Reproduce the listing below verbatim.

Begin Dataset extract

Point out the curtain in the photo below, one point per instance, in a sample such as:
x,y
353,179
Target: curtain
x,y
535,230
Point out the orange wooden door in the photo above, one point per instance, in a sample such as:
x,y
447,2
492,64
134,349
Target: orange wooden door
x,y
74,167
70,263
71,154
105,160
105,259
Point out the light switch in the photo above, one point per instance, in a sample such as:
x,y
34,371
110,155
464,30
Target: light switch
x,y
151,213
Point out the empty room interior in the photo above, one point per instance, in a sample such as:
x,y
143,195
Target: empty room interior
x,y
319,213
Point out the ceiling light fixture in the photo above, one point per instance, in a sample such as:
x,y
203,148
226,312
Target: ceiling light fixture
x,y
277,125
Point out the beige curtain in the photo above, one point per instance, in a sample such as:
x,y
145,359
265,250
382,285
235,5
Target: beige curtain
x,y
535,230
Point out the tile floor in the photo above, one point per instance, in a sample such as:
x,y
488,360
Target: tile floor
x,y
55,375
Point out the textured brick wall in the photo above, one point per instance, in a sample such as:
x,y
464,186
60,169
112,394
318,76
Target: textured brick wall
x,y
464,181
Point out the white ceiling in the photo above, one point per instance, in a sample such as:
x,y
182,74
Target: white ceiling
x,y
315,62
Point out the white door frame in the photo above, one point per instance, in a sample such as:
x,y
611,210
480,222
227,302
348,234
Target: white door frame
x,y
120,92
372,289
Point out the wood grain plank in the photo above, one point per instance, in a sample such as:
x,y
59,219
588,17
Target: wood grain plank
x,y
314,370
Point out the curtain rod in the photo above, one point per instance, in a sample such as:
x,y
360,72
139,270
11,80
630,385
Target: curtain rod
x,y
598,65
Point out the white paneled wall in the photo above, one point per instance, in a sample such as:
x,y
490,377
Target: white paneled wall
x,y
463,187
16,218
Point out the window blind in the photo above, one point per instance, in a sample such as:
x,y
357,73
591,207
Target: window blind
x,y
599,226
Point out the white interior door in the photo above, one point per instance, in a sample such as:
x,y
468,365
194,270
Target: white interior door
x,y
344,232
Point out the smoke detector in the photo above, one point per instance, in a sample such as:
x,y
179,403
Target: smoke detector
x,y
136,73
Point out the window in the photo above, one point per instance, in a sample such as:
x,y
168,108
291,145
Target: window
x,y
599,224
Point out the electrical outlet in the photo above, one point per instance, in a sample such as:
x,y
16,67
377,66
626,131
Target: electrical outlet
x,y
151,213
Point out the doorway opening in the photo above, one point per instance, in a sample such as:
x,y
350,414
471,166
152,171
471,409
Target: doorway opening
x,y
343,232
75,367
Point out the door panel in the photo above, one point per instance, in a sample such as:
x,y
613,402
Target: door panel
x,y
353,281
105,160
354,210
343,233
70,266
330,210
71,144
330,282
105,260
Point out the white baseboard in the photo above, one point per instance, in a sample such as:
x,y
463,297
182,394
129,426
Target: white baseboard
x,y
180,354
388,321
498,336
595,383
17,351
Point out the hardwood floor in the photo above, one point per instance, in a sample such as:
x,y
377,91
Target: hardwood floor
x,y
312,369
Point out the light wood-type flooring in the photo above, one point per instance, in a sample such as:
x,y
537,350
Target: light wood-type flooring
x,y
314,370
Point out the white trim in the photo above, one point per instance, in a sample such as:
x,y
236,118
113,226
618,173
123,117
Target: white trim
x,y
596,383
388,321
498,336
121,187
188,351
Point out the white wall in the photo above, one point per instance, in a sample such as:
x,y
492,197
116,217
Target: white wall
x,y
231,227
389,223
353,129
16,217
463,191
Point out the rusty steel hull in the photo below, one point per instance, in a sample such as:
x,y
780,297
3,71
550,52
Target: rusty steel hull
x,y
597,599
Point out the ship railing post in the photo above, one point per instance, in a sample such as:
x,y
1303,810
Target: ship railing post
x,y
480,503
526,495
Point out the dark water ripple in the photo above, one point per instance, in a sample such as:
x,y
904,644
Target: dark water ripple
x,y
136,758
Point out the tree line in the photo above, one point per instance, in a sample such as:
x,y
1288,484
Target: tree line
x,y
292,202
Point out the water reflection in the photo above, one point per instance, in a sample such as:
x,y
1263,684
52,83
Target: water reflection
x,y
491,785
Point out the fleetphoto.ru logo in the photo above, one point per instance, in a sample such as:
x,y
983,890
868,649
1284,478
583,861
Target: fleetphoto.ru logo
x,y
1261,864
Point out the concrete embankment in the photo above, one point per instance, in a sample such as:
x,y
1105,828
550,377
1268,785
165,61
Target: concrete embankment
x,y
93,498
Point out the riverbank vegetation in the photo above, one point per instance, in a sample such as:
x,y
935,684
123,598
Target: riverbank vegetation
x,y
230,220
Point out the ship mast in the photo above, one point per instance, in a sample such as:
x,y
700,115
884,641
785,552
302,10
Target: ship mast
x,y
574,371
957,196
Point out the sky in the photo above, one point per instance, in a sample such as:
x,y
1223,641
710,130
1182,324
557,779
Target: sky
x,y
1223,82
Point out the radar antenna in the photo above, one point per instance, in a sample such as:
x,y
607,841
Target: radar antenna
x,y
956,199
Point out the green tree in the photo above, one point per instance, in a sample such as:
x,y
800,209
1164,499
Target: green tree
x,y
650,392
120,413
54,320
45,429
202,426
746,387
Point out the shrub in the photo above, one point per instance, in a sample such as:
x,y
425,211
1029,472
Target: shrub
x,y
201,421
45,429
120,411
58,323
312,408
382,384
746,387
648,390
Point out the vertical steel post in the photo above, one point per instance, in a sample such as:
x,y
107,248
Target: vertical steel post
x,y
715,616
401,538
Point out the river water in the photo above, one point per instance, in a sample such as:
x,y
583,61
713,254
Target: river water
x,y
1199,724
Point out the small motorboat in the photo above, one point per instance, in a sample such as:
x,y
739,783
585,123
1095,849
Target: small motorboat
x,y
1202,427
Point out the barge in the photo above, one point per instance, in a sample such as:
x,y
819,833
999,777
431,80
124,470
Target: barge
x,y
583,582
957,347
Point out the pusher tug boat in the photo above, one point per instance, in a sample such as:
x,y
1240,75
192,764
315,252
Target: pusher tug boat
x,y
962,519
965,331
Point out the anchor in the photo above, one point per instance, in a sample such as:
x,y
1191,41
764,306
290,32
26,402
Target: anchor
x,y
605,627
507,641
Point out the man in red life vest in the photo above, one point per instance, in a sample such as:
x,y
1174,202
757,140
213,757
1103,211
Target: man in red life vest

End Dataset extract

■ Exercise response ■
Point out the curtain in the photo below, one point per instance, in a sample such as:
x,y
353,179
Target: curtain
x,y
535,230
Point out the orange wooden door in the photo above, one point per instance, in a sample such as:
x,y
447,2
492,64
134,349
Target: orange wooden door
x,y
74,167
70,263
71,154
105,160
105,259
Point out the light switch in the photo above, one point per instance, in a sample such as:
x,y
34,371
110,155
464,30
Target: light switch
x,y
151,213
Point out the empty room interior in the photo above, one point per instance, in a sample such as:
x,y
143,195
Target: empty room interior
x,y
319,213
Point out the ceiling light fixture in the photo above, one point per instance, in a sample such as:
x,y
203,148
226,312
Target: ceiling light fixture
x,y
277,125
Point out the beige curtain in the photo above, one point per instance, in a sample such as:
x,y
145,359
265,250
382,285
235,5
Target: beige curtain
x,y
535,230
Point out the tile floor in the photo above, one point per instance, in a sample such as:
x,y
488,360
Target: tile floor
x,y
55,375
Point out the textured brick wall in the photo above, one point per instance, in a sample such as:
x,y
464,186
60,169
112,394
318,76
Target: textured brick wall
x,y
464,181
Point out the white ceiling in the photo above, one point per instance, in a sample such as:
x,y
182,74
Target: white ceiling
x,y
315,62
Point out the white door frame in the photo above, one point per instance, in a sample such as:
x,y
611,210
480,222
227,302
348,234
Target: white door frame
x,y
120,92
372,289
Point out the wood grain plank in the photo above, one point per instance, in a sample such as:
x,y
59,219
588,17
Target: wood grain plank
x,y
314,370
Point out the curtain rod in the photo above, one point per instance, in a sample such as:
x,y
360,72
139,270
11,80
630,385
Target: curtain rod
x,y
598,65
Point out the white paneled wall in the photo above, one point per instance, in a sample such as:
x,y
490,377
Target: white paneled wall
x,y
463,187
16,218
Point out the window blind in the photo above, one point per instance, in a sample such as:
x,y
357,73
591,207
Target: window blind
x,y
599,226
Point out the white interior door in the photo above, one point per instance, in a sample such as:
x,y
468,365
194,270
Target: white interior door
x,y
344,232
Point out the smoke detector in the photo above, one point per instance, in a sample such as:
x,y
179,403
Target: smoke detector
x,y
136,73
Point out the window in the photo above, one point per instance, in a sample such as:
x,y
168,108
291,145
Target: window
x,y
599,224
Point out the electrical outlet in the photo above, one point per instance, in a sample such as:
x,y
16,67
377,66
626,131
Target: electrical outlet
x,y
151,213
Point out the doorway opening in the photo above, one point per instance, in a sample such as:
x,y
350,414
471,166
152,171
471,409
Target: doorway opening
x,y
343,232
75,367
Point out the door panel in the photo above, one point per instance, in a sample such as:
x,y
613,402
Target: door panel
x,y
353,281
105,160
354,210
343,233
70,266
330,210
71,144
330,282
105,260
Point out the white baseboard in the photo above, one point per instance, in a sample such as:
x,y
463,297
182,394
129,426
Target: white baseboard
x,y
180,354
388,321
498,336
595,383
17,351
Point out the hardwood floor in the photo above, one point per instance, in a sample such as:
x,y
377,91
Target: hardwood floor
x,y
312,369
Point out the light wood-type flooring in the photo above, one point per instance, in a sample such as:
x,y
537,350
Target: light wood-type flooring
x,y
314,370
Point out the white trim in the photo above, one point per instance, in a sample such as:
x,y
236,118
113,226
618,173
123,117
Target: white trim
x,y
596,383
388,321
498,336
121,187
188,351
Point out the white wall in the photo above, one point per instance, in a sample such as:
x,y
492,197
116,217
Target: white wall
x,y
231,227
389,223
353,129
16,217
463,191
Point out the rusty steel hull in the photo below, one point per instance, in a sample such as:
x,y
780,297
3,71
550,52
Target: rusty steel hull
x,y
597,599
Point out the ship railing post in the photo above, one point per instance, in a sample such as:
x,y
1303,810
Target: ship railing post
x,y
480,503
526,495
Point out the dark water ripple in the photo above, one point per instance, in a sample such as:
x,y
904,644
Target: dark water ripple
x,y
136,758
Point out the tree line in the photo above, one point per instance, in a sample such as:
x,y
1288,484
Target: tree line
x,y
292,202
Point out the water reflection in the photo above, one point per instance, in a sample such as:
x,y
1263,684
52,83
Target: water reflection
x,y
491,785
Point out the fleetphoto.ru logo in the photo above, one point per instance, in a sample such as:
x,y
983,890
868,649
1284,478
583,861
Target: fleetphoto.ru logo
x,y
1261,864
Point out the concrete embankment in the photo above, one point per instance, in a sample such as:
x,y
1105,828
550,377
1268,785
165,61
Target: concrete embankment
x,y
93,498
Point out the riverbank vegetation in the photo above, one point per instance, in a sample such as:
x,y
935,684
123,598
Target: riverbank vegetation
x,y
230,220
Point out the ship mast in the photo above, one point per instance, in a sample such as:
x,y
700,115
884,641
785,552
302,10
Target: ship mast
x,y
574,371
957,196
Point out the sky in the photo above, one point per instance, in a sample such as:
x,y
1223,641
710,130
1182,324
557,779
Target: sky
x,y
1223,82
Point out the radar antenna in the photo above, one point per instance, in a sample such as:
x,y
607,841
Target: radar antenna
x,y
956,199
Point out the green tree in the photo above, one point per instance, in a sample such as:
x,y
800,209
1164,499
Target: green tree
x,y
650,392
120,413
54,320
45,429
202,426
746,387
Point out the shrub in the photo above, one point per instance, in a sample such as:
x,y
425,211
1029,472
Target: shrub
x,y
201,421
45,429
120,411
58,323
312,408
382,384
746,387
648,390
Point out the vertical steel post in the photo above, one point per instance, in a sample such as:
x,y
107,248
Target: vertical steel post
x,y
715,616
401,538
Point out the river water in the photo above, one point per instance, in a sample such as:
x,y
583,61
713,254
Target: river water
x,y
1199,724
Point out the small motorboat in the photo above, one point per instance, in a sample such as:
x,y
739,783
585,123
1095,849
Target: small motorboat
x,y
1202,427
Point out the barge in the photo above, one point per instance, in a sample such as:
x,y
819,833
999,777
431,80
124,470
Target: barge
x,y
583,582
957,347
Point out the pusher tug boat in the photo above, one point per instance, in a sample such as:
x,y
1240,75
192,764
315,252
Target: pusher tug boat
x,y
962,519
965,331
Point out the anchor in the photo above, one point per instance, in a sample such as:
x,y
1191,41
764,306
290,32
26,402
Target: anchor
x,y
605,627
507,641
Point out the man in red life vest in the photo above, one point per instance, in a sample such as:
x,y
1174,202
757,140
213,757
1103,211
Target: man in red life vest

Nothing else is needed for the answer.